| Task directions |
Rewrite the data from the line with "[locate] clasped hands (one dot each)" through the end of the data, changing "a pair on every line" to "one pair per line" and leaving everything else untouched.

## Begin Entries supplied

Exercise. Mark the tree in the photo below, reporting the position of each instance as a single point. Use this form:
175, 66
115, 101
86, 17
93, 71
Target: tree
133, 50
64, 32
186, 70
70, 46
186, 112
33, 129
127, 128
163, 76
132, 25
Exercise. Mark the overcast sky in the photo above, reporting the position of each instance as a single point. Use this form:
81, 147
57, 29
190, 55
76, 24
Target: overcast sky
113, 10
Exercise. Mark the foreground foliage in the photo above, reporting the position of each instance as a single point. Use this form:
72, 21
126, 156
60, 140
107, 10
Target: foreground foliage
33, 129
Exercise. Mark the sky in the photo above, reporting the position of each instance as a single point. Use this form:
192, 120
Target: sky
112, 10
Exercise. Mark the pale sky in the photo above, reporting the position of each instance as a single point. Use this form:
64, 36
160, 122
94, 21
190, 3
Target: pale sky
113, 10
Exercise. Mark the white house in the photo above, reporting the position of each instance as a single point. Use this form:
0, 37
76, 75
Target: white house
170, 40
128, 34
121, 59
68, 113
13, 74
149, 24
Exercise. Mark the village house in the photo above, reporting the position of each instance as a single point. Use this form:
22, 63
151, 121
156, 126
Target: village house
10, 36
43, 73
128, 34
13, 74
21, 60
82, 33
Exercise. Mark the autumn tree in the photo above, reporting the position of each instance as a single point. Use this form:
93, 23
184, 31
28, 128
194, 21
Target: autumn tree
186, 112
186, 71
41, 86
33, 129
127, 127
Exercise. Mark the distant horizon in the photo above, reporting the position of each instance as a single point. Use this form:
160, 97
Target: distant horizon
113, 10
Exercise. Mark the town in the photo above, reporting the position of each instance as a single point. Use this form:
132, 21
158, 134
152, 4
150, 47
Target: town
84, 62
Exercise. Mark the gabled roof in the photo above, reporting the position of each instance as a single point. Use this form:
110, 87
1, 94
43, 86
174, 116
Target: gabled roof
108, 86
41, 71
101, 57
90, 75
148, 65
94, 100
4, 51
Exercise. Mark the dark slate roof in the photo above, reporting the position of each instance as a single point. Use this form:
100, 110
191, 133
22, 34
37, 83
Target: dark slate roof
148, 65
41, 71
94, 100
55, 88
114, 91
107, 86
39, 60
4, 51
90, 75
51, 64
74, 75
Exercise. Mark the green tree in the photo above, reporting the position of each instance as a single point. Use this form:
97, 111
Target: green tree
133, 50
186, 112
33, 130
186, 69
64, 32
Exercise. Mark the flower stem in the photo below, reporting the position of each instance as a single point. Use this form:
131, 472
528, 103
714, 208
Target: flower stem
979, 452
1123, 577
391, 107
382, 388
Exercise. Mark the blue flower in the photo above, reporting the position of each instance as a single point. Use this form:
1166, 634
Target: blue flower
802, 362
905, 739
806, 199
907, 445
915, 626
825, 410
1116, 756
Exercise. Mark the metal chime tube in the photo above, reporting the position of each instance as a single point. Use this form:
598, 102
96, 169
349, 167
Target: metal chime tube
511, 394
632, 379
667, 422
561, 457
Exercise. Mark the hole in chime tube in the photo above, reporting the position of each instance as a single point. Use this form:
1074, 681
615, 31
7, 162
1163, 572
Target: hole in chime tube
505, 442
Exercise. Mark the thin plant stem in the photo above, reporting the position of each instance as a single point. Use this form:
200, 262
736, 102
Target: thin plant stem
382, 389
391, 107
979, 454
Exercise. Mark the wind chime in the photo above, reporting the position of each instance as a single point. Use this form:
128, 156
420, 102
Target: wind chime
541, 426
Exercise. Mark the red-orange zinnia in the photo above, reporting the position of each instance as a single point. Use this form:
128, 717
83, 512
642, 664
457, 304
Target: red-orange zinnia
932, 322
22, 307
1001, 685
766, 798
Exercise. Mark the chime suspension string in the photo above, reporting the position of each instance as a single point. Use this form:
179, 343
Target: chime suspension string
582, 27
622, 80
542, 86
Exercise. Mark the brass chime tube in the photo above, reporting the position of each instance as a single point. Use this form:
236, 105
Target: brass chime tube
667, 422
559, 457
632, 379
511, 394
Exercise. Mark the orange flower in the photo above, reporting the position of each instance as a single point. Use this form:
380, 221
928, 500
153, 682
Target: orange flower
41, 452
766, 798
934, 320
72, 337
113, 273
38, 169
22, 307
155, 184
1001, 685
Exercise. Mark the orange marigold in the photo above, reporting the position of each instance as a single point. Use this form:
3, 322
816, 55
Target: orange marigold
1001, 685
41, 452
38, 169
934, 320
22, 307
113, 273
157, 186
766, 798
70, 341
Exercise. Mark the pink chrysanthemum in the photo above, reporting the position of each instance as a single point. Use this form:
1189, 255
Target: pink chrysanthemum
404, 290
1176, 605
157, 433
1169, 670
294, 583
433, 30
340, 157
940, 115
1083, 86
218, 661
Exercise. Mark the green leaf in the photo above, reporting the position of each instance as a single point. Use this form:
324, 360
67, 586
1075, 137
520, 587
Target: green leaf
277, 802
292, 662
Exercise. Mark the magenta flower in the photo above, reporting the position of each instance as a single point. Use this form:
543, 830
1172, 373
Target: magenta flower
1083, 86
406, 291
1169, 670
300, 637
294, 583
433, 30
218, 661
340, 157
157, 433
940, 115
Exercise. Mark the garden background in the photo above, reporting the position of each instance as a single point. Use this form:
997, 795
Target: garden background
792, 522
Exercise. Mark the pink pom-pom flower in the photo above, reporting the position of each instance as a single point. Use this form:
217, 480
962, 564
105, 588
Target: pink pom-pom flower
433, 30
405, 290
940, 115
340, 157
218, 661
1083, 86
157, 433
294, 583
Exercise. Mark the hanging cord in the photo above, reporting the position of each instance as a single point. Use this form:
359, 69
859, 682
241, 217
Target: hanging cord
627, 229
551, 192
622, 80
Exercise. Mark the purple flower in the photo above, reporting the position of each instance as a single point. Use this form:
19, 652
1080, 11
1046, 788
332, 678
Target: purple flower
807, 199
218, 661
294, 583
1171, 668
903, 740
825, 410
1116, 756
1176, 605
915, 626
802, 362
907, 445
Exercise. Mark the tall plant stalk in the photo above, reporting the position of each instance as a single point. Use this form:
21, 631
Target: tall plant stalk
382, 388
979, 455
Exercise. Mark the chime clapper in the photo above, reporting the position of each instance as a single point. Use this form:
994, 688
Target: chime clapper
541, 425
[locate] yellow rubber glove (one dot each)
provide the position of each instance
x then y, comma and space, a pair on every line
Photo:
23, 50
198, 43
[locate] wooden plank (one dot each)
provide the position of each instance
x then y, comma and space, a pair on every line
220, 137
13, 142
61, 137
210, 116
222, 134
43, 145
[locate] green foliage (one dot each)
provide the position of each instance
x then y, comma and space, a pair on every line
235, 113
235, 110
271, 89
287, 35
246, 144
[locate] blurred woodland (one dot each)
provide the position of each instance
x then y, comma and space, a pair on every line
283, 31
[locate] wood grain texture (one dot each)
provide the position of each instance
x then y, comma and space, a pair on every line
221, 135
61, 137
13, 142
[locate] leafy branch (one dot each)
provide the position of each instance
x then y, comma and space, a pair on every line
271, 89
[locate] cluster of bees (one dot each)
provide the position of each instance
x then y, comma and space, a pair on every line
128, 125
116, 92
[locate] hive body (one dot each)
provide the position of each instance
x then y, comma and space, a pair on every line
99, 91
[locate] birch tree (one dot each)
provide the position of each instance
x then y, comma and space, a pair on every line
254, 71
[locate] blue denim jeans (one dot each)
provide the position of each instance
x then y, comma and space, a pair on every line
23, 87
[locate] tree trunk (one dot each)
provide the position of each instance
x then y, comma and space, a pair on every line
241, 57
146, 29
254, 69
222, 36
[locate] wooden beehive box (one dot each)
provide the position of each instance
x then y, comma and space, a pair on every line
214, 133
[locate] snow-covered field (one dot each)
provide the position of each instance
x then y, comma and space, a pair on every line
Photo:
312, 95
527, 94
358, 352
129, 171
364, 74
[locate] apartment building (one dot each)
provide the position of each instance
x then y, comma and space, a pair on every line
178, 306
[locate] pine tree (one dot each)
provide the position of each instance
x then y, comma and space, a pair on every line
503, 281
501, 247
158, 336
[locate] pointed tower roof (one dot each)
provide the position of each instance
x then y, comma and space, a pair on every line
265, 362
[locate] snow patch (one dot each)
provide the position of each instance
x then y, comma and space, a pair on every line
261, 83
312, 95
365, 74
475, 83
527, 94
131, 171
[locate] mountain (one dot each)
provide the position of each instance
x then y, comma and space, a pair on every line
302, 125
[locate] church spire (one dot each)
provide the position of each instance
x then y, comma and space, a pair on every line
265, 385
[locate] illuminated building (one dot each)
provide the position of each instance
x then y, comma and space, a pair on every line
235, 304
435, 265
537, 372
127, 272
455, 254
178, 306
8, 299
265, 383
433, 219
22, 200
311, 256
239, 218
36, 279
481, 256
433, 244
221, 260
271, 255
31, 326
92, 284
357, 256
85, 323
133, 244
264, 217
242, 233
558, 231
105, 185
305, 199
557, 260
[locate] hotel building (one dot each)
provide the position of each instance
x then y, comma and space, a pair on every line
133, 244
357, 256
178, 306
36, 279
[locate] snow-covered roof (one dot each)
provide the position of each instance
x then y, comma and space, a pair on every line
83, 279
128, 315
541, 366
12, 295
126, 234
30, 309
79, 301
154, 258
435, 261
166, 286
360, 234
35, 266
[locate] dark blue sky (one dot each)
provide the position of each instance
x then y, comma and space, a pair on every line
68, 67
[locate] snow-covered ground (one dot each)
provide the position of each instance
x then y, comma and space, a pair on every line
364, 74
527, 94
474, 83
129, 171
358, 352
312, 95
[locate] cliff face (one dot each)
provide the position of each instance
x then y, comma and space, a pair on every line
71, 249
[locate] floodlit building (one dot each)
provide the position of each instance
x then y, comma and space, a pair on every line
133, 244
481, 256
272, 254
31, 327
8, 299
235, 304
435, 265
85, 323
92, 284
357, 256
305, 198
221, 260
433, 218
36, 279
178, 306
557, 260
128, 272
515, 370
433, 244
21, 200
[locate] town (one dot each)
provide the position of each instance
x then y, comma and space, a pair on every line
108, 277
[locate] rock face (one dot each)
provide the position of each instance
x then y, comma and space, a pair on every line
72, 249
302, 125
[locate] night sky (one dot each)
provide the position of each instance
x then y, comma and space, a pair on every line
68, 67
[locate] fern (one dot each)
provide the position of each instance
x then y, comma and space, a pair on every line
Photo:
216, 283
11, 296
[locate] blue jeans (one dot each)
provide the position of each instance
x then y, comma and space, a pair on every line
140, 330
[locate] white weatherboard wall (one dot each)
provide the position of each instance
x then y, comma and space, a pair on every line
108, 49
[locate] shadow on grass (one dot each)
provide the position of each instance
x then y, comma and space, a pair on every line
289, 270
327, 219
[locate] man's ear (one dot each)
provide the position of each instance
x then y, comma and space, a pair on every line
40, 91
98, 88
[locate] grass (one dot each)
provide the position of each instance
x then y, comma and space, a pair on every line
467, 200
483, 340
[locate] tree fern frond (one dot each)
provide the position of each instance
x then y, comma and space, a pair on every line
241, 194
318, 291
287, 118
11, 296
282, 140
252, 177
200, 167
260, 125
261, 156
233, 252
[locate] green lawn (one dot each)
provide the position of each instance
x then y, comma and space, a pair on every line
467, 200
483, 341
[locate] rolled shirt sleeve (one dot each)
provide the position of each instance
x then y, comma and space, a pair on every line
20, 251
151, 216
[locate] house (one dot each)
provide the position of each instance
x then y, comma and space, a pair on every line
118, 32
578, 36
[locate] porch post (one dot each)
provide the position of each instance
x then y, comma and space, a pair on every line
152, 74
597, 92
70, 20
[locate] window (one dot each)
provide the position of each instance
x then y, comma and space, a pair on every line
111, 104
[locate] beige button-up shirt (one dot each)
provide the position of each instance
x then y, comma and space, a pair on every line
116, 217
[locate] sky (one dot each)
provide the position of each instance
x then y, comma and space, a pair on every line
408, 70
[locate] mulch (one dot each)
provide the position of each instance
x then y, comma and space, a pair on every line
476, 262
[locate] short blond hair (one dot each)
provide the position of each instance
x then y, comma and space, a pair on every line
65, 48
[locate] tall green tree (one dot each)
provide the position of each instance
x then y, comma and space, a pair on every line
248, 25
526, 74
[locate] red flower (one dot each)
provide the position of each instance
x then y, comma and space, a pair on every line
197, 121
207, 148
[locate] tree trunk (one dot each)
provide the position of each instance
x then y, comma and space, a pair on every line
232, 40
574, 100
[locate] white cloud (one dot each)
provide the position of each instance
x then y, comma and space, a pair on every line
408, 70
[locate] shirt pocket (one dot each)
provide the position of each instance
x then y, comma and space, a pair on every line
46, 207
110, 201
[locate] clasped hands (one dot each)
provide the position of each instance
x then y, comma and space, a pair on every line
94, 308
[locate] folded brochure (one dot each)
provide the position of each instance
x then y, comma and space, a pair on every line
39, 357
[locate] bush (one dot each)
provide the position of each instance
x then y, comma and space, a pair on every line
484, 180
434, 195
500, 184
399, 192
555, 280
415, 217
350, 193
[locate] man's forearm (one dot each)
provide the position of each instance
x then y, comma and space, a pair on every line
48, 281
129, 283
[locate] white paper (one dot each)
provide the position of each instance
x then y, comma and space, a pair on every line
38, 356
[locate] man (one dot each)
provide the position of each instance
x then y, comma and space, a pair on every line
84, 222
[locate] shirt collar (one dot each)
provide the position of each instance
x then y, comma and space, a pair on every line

## End Entries supplied

| Answer to the task |
[locate] clasped hands (one dot each)
provide the position of each instance
x then y, comma and space, one pair per line
94, 308
[locate] folded brochure (one dot each)
provide the position of each instance
x then y, comma and space, one pair per line
39, 357
[locate] bush (one dot each)
provide the position of each instance
x then y, comma and space, one pair per line
484, 180
434, 195
500, 184
399, 192
555, 280
415, 217
350, 193
[locate] man's forearm (one dot each)
provide the position of each instance
x then y, comma and space, one pair per line
48, 281
129, 283
[locate] white paper (one dot each)
provide the position of each instance
x then y, comma and space, one pair per line
38, 356
[locate] man (one dot each)
provide the position of each instance
x then y, comma and space, one pair per line
84, 222
[locate] shirt collar (one dot each)
provide the position of each instance
x then y, comma and space, one pair per line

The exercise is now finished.